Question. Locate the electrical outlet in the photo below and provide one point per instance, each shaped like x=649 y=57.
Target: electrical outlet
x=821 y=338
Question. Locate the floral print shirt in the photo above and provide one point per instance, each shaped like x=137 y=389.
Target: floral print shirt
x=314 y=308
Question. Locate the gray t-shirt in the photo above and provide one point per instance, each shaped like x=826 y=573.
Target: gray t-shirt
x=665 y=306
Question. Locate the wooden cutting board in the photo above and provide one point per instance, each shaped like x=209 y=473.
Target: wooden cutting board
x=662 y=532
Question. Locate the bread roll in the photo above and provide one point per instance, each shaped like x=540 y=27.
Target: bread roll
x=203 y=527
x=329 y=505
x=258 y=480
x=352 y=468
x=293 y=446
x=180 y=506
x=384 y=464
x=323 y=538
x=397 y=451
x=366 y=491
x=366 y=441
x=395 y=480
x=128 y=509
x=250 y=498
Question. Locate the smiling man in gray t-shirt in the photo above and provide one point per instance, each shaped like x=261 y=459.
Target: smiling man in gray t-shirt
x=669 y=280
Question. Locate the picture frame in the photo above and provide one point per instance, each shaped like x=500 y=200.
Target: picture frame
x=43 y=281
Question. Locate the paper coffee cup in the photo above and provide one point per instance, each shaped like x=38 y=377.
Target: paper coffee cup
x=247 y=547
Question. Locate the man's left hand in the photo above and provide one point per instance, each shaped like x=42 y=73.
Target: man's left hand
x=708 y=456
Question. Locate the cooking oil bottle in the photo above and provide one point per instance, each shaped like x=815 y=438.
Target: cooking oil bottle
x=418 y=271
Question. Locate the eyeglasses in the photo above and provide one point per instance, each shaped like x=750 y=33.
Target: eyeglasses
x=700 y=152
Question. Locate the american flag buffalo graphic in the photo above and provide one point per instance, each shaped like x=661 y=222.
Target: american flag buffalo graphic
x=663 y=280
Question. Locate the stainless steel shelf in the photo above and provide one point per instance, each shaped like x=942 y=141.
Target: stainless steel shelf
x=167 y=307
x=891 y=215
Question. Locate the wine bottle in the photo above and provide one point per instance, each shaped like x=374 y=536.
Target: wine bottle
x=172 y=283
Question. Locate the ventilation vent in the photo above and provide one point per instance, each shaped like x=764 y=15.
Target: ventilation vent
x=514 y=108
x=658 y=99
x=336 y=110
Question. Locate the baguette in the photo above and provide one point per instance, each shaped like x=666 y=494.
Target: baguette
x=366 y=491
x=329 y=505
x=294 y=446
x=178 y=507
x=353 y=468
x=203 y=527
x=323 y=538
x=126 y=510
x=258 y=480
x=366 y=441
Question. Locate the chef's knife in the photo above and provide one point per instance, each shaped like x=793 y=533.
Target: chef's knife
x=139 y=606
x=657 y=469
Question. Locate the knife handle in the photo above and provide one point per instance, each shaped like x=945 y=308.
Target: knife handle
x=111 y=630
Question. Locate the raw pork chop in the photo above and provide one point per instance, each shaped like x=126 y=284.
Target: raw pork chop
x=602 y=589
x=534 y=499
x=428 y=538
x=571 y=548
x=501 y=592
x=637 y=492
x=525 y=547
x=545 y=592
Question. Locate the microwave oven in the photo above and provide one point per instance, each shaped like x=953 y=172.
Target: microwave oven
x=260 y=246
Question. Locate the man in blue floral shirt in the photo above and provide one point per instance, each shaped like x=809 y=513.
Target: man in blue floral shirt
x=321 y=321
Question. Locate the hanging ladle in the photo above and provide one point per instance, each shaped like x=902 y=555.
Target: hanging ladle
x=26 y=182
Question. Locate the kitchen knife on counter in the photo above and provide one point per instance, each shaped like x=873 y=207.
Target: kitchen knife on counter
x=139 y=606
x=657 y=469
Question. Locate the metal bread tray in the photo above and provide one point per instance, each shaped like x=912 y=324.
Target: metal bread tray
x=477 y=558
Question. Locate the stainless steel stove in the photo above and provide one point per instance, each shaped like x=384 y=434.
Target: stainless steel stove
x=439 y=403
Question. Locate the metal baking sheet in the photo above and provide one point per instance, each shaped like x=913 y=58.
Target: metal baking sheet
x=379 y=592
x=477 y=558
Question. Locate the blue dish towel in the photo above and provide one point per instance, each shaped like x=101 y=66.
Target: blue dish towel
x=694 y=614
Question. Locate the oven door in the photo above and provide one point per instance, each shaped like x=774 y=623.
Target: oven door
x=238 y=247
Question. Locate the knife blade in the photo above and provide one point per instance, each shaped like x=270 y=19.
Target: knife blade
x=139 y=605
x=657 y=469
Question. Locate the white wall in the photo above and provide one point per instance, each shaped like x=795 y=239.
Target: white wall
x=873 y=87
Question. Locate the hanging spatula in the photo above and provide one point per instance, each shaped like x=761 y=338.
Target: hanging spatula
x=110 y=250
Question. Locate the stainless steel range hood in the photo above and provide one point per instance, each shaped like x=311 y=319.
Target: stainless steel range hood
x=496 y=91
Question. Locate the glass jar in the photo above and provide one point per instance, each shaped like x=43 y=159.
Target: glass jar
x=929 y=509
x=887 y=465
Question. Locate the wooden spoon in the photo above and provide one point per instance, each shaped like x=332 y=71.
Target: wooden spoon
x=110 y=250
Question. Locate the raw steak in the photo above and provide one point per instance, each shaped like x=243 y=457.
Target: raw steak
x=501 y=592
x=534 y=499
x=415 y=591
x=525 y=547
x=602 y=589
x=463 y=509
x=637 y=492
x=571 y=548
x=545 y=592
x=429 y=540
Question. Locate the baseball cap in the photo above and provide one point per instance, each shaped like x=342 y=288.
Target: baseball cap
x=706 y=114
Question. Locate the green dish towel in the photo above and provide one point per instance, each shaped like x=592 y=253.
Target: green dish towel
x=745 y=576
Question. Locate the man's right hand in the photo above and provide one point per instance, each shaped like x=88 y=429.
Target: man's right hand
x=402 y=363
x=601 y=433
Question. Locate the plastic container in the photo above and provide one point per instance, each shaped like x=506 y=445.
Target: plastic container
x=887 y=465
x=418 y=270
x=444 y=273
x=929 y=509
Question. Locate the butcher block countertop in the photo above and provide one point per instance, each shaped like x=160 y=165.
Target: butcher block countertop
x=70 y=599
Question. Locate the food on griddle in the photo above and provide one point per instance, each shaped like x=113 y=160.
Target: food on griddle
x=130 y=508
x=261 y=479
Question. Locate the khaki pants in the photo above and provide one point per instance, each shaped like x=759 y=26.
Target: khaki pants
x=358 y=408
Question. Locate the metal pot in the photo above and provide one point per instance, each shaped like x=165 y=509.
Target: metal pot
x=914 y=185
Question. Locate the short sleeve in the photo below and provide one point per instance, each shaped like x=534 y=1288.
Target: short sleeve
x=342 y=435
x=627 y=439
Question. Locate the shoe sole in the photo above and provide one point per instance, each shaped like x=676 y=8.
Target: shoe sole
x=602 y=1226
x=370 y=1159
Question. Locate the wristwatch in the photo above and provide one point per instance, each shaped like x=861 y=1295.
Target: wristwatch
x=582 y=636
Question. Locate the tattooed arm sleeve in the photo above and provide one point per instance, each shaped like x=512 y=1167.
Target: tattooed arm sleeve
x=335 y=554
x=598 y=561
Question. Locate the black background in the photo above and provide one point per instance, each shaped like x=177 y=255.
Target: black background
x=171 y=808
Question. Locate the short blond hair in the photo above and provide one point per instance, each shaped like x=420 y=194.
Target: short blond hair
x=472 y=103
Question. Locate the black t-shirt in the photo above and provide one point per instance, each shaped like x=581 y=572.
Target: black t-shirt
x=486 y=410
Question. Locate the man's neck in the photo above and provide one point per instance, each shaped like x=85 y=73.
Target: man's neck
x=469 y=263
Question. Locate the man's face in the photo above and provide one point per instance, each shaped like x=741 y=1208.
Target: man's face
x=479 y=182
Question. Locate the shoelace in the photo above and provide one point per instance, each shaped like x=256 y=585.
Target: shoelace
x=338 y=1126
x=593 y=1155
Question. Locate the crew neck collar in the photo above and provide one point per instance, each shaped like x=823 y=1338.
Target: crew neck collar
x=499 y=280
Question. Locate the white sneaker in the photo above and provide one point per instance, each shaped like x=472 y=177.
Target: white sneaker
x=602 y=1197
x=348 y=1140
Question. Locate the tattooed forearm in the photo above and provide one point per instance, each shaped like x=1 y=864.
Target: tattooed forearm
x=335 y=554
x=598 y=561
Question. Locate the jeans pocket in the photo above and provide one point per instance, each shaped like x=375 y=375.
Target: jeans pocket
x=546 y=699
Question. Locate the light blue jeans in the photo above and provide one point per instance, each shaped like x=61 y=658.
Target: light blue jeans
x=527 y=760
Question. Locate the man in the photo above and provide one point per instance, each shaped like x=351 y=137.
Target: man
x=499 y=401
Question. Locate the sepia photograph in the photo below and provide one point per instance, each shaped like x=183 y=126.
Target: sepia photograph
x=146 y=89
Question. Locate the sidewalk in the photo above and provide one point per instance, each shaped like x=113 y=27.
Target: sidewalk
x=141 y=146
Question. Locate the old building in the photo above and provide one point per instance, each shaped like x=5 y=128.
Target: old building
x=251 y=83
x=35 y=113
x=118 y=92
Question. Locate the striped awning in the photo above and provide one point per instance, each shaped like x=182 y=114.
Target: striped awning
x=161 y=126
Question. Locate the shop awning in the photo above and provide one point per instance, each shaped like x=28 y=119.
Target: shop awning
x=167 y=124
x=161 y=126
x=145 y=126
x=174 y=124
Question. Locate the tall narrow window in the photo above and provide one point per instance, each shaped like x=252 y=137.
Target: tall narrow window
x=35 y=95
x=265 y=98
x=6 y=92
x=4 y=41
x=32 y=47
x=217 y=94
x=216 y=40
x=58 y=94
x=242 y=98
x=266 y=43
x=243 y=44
:::
Switch "griddle" to "skillet" in the records from the line with "Question. Locate the butcher" up to and including the line with "x=261 y=479". Give back only those lines, with everything else left as it is.

Task solution:
Question. Locate the butcher block countertop in the photo above and provide one point per instance, each shaped like x=160 y=165.
Target: butcher block countertop
x=70 y=599
Question. Locate the food on skillet in the photo above and provide one point per instance, each shaped like x=113 y=160.
Target: food on skillet
x=130 y=508
x=261 y=479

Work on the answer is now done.